• _THE PROBLEM_
Find the line with "Set-play tagging: locate each instance of the suit" in the data below. Repeat it and every line after it up to the end, exactly, but drop the pictures.

—————

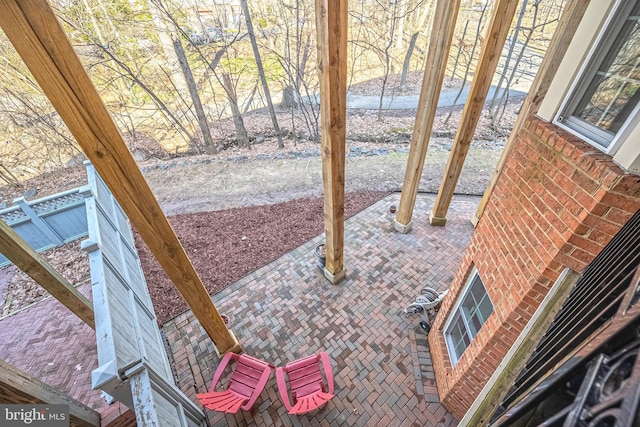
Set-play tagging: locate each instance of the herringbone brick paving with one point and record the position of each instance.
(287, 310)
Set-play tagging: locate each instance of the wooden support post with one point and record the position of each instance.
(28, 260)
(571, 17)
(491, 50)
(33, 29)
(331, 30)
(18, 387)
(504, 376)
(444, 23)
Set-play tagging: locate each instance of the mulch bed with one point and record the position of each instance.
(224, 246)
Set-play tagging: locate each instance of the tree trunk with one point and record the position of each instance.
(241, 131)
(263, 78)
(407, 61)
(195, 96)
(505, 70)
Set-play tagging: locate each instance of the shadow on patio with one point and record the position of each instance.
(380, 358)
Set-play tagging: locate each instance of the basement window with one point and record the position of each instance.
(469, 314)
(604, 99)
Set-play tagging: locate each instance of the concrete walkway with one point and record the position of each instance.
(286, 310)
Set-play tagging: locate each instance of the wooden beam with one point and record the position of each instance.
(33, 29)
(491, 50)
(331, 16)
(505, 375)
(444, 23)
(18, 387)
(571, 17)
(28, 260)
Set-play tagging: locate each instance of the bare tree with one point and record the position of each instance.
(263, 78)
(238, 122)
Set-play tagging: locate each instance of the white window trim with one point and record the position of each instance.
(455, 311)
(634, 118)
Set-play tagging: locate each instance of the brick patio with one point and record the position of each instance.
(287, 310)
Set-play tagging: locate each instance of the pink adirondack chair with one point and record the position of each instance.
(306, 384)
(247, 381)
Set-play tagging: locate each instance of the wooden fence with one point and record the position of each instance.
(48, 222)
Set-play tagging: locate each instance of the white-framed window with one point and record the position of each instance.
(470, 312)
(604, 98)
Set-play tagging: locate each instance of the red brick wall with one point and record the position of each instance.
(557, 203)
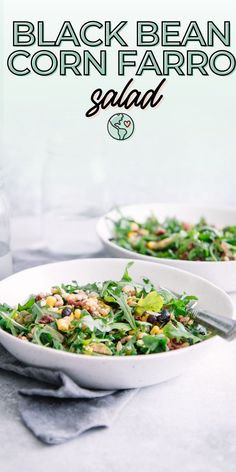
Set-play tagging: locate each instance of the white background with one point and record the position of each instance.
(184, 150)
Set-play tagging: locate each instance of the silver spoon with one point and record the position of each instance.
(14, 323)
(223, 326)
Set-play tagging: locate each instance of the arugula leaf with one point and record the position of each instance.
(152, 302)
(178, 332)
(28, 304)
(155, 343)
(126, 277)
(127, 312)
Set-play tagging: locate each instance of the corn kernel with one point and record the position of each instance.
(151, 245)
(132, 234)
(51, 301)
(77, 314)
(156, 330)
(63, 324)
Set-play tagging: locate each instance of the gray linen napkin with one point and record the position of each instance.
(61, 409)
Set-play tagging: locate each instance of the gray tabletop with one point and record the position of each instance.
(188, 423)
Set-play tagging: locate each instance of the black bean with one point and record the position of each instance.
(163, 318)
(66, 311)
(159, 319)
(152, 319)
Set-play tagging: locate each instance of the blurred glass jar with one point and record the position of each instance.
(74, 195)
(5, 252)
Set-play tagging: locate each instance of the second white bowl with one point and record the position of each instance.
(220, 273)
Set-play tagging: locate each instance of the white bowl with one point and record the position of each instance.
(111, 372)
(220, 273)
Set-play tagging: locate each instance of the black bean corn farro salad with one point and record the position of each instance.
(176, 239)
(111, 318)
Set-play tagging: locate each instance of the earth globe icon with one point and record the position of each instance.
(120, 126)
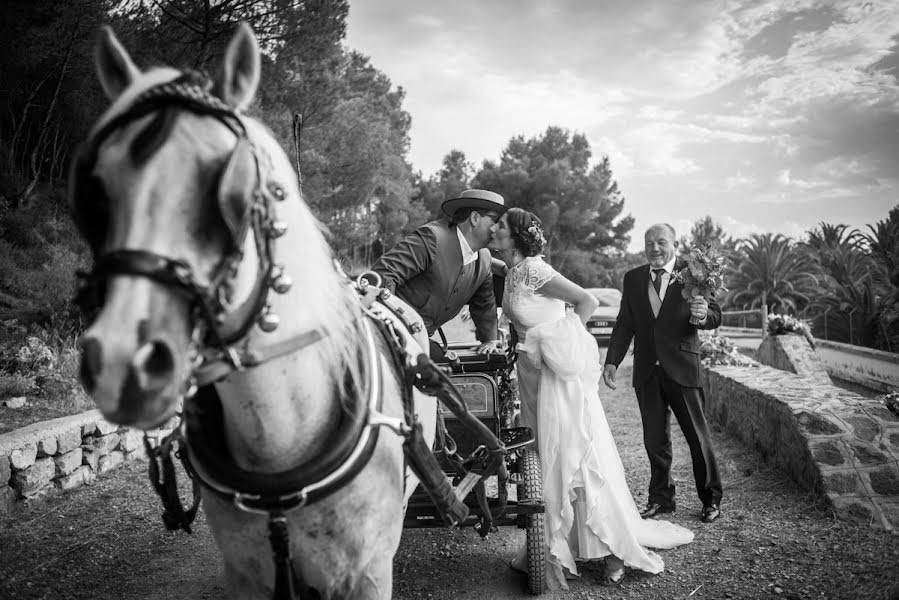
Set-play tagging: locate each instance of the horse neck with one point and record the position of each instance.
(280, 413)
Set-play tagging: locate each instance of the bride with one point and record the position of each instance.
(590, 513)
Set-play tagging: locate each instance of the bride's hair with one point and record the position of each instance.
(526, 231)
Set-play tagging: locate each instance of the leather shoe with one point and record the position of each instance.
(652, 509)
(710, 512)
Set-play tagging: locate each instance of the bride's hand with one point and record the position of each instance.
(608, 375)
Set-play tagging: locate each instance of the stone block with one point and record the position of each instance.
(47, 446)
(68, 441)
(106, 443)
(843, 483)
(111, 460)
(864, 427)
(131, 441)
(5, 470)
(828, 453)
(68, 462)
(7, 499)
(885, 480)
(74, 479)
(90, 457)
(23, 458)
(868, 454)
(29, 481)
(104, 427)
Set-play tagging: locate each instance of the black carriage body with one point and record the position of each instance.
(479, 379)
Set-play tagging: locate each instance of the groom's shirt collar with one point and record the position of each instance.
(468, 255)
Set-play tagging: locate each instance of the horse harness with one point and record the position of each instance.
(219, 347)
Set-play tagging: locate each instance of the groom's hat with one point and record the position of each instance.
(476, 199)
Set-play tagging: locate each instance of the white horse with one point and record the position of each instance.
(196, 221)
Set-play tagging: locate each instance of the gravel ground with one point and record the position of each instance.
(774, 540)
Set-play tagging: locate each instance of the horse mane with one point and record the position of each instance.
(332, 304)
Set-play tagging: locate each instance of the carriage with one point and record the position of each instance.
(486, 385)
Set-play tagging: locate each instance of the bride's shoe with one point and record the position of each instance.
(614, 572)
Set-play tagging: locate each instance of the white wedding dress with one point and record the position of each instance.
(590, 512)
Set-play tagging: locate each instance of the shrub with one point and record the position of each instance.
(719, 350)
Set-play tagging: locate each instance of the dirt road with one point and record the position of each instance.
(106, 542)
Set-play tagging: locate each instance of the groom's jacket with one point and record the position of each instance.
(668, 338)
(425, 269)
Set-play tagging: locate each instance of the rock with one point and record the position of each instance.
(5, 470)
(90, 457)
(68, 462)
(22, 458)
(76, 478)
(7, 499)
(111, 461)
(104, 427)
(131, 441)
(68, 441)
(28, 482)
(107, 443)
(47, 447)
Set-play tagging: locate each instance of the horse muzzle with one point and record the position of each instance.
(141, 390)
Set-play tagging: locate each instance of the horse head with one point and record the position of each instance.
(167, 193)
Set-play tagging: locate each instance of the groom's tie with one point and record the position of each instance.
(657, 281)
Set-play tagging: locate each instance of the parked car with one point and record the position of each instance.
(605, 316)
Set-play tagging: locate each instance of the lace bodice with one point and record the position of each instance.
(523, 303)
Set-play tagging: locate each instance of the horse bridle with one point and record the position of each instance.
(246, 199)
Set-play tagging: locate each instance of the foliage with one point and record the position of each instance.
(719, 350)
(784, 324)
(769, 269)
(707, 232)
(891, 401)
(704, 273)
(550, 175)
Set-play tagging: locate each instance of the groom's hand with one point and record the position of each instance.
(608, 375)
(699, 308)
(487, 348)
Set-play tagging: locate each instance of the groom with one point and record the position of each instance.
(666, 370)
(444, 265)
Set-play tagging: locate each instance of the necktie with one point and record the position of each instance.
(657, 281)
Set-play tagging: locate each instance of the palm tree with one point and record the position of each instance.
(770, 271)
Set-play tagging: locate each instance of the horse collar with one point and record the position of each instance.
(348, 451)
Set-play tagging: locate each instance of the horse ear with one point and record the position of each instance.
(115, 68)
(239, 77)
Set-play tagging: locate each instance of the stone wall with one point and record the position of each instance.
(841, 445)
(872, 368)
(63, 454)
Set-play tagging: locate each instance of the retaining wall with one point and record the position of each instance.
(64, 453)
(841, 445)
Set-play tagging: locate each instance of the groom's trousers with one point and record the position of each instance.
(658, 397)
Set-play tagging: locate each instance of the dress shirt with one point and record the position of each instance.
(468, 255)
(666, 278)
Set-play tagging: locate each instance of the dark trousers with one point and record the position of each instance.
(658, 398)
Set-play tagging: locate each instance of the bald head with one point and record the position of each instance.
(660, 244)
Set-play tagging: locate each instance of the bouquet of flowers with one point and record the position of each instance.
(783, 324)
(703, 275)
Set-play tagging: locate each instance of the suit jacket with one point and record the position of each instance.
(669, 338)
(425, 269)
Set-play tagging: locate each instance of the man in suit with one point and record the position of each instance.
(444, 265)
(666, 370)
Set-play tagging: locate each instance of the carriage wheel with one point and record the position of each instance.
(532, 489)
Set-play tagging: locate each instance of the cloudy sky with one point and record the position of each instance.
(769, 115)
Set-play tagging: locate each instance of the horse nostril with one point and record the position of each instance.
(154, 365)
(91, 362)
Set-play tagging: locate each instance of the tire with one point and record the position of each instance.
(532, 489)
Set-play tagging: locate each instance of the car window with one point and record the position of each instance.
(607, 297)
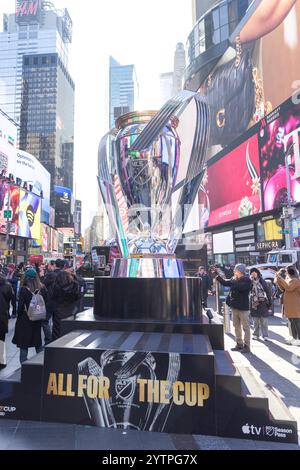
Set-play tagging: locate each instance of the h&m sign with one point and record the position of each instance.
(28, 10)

—————

• _THE OUTPUT_
Set-play tagging: locate each instance of the suit jacket with one point and record the position of each instance.
(669, 338)
(425, 269)
Set-play tagging: locate each instance of the man in suit with one point and record the position of each instance.
(444, 265)
(666, 370)
Set-play tagging: locate each instance of the carriage wheel with one point and record the position of each instance.
(532, 489)
Set-play tagging: locate each instance of the cloudy sky with one point and record the position of each instance.
(769, 115)
Set-play tagging: locate each instance of the horse nostril with one point and record the position of each instance.
(154, 365)
(91, 362)
Set-play tagging: locate each instance of the tire with one point and record the position of each instance.
(532, 489)
Set-play tagging: locate each instance of the car window with one point and record the position of each instance.
(607, 297)
Set-play tagging: locate each instance of the h&m sign with one point and record the position of each instance.
(28, 10)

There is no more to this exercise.